■ 書面練習 A ■
用兩句話概括下方這段關於 autograd 的說明。
■ 書面練習 B ■
列出下方資料中所有含有「green」這個詞的列。

如果您需要在不同裝置上具有不同的 autograd 行為，那麼我們建議建立兩個不同的自定義運算元，一個用於需要不同行為的裝置，並在執行時在它們之間切換。

示例

>>> import torch
>>> import numpy as np
>>> from torch import Tensor
>>>
>>> @torch.library.custom_op("mylib::numpy_sin", mutates_args=())
>>> def numpy_sin(x: Tensor) -> Tensor:
>>>     x_np = x.cpu().numpy()
>>>     y_np = np.sin(x_np)
>>>     return torch.from_numpy(y_np).to(device=x.device)
>>>
>>> def setup_context(ctx, inputs, output) -> Tensor:
>>>     x, = inputs
>>>     ctx.save_for_backward(x)
>>>
>>> def backward(ctx, grad):
>>>     x, = ctx.saved_tensors
>>>     return grad * x.cos()
>>>
>>> torch.library.register_autograd(
...     "mylib::numpy_sin", backward, setup_context=setup_context
... )

■ 任務輸入 ■

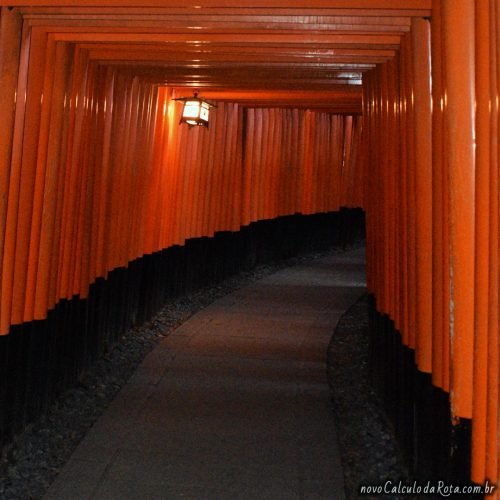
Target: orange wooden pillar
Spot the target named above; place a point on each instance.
(482, 235)
(458, 16)
(10, 46)
(440, 260)
(423, 191)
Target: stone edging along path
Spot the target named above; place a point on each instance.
(369, 451)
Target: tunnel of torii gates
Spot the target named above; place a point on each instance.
(108, 205)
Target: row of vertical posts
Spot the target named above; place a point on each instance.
(96, 171)
(432, 143)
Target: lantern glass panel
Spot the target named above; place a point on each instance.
(204, 111)
(191, 109)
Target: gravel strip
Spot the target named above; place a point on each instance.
(29, 464)
(369, 451)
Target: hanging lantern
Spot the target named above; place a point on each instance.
(196, 111)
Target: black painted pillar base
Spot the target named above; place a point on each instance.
(435, 448)
(39, 360)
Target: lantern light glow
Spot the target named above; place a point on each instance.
(196, 111)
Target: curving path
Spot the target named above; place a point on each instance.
(233, 405)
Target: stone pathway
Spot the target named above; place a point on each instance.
(234, 404)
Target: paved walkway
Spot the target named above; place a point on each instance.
(233, 405)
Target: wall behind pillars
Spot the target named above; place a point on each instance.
(432, 217)
(98, 172)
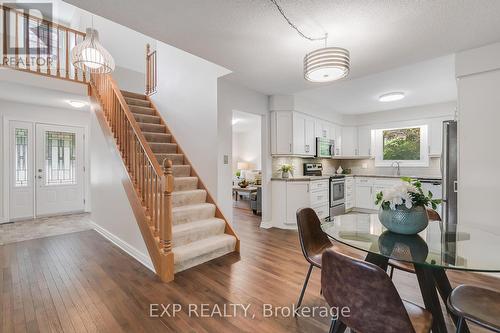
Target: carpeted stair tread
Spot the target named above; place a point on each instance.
(201, 251)
(191, 213)
(194, 231)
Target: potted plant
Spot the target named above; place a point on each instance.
(403, 207)
(285, 169)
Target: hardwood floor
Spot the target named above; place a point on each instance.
(81, 282)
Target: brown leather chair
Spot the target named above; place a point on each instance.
(313, 242)
(405, 266)
(374, 303)
(478, 305)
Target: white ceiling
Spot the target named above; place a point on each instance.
(252, 39)
(427, 82)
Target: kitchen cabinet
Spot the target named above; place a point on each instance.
(289, 196)
(365, 141)
(349, 141)
(364, 192)
(349, 193)
(292, 133)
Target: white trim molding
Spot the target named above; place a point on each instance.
(132, 251)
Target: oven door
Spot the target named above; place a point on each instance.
(337, 192)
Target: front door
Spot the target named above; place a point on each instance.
(59, 170)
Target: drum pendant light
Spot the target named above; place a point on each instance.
(91, 56)
(326, 64)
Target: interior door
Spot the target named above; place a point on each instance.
(21, 170)
(59, 169)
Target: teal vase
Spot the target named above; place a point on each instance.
(403, 220)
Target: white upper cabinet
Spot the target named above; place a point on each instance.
(323, 129)
(349, 141)
(365, 141)
(304, 135)
(292, 133)
(281, 133)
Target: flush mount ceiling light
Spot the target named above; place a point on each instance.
(91, 56)
(391, 97)
(325, 64)
(77, 104)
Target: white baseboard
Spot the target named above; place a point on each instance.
(270, 224)
(132, 251)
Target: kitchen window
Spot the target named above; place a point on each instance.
(406, 145)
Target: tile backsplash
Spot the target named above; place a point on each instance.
(358, 167)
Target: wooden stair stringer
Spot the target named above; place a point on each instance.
(228, 229)
(132, 194)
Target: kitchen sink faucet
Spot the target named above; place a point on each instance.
(396, 165)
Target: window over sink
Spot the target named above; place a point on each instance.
(406, 145)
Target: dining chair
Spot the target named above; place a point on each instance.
(478, 305)
(405, 266)
(313, 242)
(373, 302)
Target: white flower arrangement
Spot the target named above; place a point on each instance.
(408, 193)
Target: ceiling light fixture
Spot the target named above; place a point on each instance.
(325, 64)
(91, 56)
(391, 97)
(77, 104)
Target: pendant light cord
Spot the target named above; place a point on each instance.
(282, 12)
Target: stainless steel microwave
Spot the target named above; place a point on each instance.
(324, 148)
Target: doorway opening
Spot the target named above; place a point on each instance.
(247, 162)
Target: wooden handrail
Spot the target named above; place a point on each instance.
(153, 184)
(46, 35)
(151, 71)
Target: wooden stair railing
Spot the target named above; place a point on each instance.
(153, 184)
(151, 71)
(36, 45)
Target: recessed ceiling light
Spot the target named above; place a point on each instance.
(77, 104)
(391, 97)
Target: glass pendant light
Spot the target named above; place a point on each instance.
(91, 56)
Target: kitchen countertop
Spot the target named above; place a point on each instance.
(313, 178)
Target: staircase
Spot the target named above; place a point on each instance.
(198, 235)
(178, 218)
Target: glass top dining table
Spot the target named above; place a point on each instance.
(457, 247)
(432, 252)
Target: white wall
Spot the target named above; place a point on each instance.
(304, 105)
(12, 110)
(111, 210)
(478, 73)
(234, 97)
(247, 145)
(127, 46)
(413, 115)
(187, 100)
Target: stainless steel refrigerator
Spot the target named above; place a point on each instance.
(449, 162)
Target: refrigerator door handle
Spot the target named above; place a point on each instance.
(444, 160)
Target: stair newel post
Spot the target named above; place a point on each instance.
(167, 271)
(148, 49)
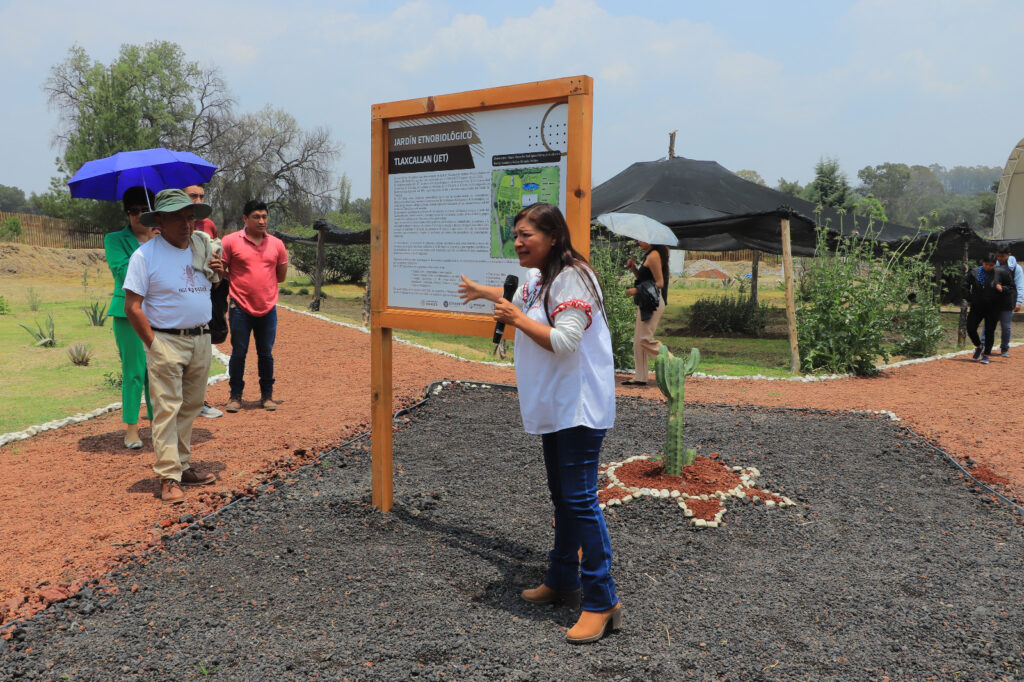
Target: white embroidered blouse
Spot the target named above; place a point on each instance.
(570, 388)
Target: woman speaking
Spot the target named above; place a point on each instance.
(565, 377)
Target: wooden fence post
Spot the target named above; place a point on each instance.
(755, 266)
(791, 306)
(318, 272)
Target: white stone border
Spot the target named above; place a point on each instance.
(98, 412)
(747, 478)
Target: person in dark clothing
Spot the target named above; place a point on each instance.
(984, 288)
(654, 267)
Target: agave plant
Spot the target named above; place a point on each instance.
(45, 338)
(96, 312)
(671, 373)
(80, 353)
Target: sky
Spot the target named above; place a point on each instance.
(754, 85)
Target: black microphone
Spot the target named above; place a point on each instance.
(511, 282)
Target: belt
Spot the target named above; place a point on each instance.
(195, 331)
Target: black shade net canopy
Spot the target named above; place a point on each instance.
(710, 208)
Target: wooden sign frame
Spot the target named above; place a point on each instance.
(577, 92)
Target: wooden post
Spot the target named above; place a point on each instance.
(755, 266)
(382, 482)
(791, 305)
(962, 324)
(318, 273)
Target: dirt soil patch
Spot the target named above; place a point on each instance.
(30, 261)
(889, 567)
(74, 502)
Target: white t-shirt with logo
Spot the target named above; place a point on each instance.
(174, 295)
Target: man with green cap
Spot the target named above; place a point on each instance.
(167, 302)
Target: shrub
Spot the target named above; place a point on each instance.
(345, 264)
(113, 379)
(45, 338)
(80, 354)
(851, 298)
(729, 314)
(919, 331)
(96, 312)
(608, 261)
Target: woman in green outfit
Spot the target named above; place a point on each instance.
(119, 247)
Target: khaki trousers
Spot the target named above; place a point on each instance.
(178, 367)
(644, 345)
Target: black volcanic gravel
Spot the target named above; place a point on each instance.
(891, 566)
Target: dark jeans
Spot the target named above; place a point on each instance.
(570, 458)
(1007, 325)
(264, 331)
(990, 315)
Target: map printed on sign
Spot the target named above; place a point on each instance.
(455, 185)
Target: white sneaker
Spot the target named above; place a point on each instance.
(210, 413)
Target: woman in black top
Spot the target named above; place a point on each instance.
(654, 268)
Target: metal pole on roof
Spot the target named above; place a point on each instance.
(791, 305)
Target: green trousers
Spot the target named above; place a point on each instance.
(133, 379)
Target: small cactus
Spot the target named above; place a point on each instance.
(80, 353)
(671, 373)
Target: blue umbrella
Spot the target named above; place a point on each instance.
(154, 169)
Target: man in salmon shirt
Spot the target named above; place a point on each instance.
(256, 263)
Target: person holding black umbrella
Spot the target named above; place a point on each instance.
(651, 278)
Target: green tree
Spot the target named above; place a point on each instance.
(12, 200)
(870, 206)
(152, 95)
(793, 188)
(752, 176)
(829, 186)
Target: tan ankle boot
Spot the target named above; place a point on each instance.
(546, 595)
(593, 625)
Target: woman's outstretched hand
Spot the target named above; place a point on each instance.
(469, 290)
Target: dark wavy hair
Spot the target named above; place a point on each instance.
(549, 219)
(136, 196)
(663, 251)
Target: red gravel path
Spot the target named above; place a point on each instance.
(74, 501)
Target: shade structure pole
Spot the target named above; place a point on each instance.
(791, 305)
(962, 321)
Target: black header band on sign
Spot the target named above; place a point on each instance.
(436, 159)
(526, 159)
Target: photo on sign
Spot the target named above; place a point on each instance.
(511, 190)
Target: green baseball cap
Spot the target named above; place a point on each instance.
(170, 201)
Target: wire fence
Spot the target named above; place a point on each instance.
(46, 231)
(733, 256)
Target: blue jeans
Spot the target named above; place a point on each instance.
(570, 458)
(264, 331)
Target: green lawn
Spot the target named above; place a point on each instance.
(37, 384)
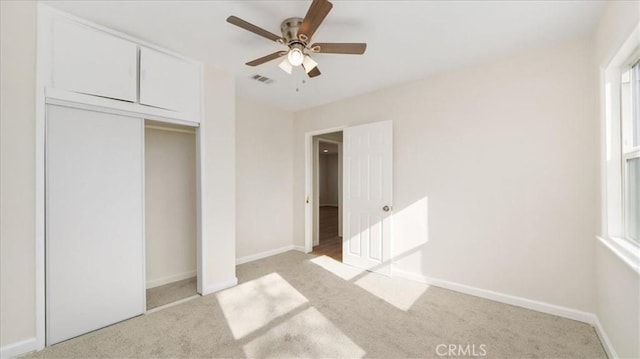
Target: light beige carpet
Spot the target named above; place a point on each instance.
(296, 305)
(171, 292)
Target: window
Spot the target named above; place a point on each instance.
(630, 91)
(621, 153)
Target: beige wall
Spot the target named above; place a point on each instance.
(170, 205)
(617, 285)
(264, 170)
(17, 181)
(219, 208)
(494, 173)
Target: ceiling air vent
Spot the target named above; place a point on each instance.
(263, 79)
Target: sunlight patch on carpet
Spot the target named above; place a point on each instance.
(308, 334)
(252, 305)
(400, 293)
(341, 270)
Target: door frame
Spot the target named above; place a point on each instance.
(310, 192)
(316, 187)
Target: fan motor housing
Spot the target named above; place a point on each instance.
(289, 29)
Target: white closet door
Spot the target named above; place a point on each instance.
(94, 218)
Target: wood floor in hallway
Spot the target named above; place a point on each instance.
(330, 244)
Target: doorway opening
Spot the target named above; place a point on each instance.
(327, 193)
(170, 213)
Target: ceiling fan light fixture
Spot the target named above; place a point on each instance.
(286, 66)
(308, 64)
(295, 56)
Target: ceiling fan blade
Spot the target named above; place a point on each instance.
(315, 72)
(253, 28)
(267, 58)
(339, 48)
(318, 10)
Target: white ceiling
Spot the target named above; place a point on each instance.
(407, 40)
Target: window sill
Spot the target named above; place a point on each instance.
(626, 251)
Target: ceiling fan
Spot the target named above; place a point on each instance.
(296, 34)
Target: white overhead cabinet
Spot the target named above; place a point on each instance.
(90, 61)
(168, 82)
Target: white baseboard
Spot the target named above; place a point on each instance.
(543, 307)
(604, 339)
(170, 279)
(216, 287)
(265, 254)
(19, 348)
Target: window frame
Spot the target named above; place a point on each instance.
(615, 154)
(629, 149)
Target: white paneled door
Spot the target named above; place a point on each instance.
(94, 221)
(368, 196)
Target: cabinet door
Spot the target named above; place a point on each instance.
(169, 82)
(89, 61)
(94, 221)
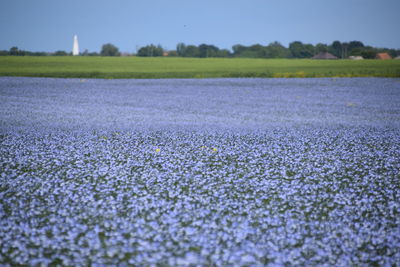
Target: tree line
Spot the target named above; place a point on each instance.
(295, 49)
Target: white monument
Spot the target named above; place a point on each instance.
(75, 48)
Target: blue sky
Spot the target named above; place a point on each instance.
(49, 25)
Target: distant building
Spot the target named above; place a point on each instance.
(356, 57)
(75, 48)
(324, 55)
(383, 56)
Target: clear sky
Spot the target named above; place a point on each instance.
(49, 25)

■ 正確輸出 A ■
如果要在不同裝置上有不同的 autograd 行為，建議建立兩個不同的自定義運算元，並在執行時在它們之間切換。示例用 torch.library.custom_op 定義了以 np.sin 計算的 "mylib::numpy_sin"，再透過 torch.library.register_autograd 為它註冊 backward 和 setup_context。

■ 正確輸出 B ■
Target: man with green cap
Target: woman in green outfit
Target: green trousers
Target: green tree
Target: green baseball cap
Target: green lawn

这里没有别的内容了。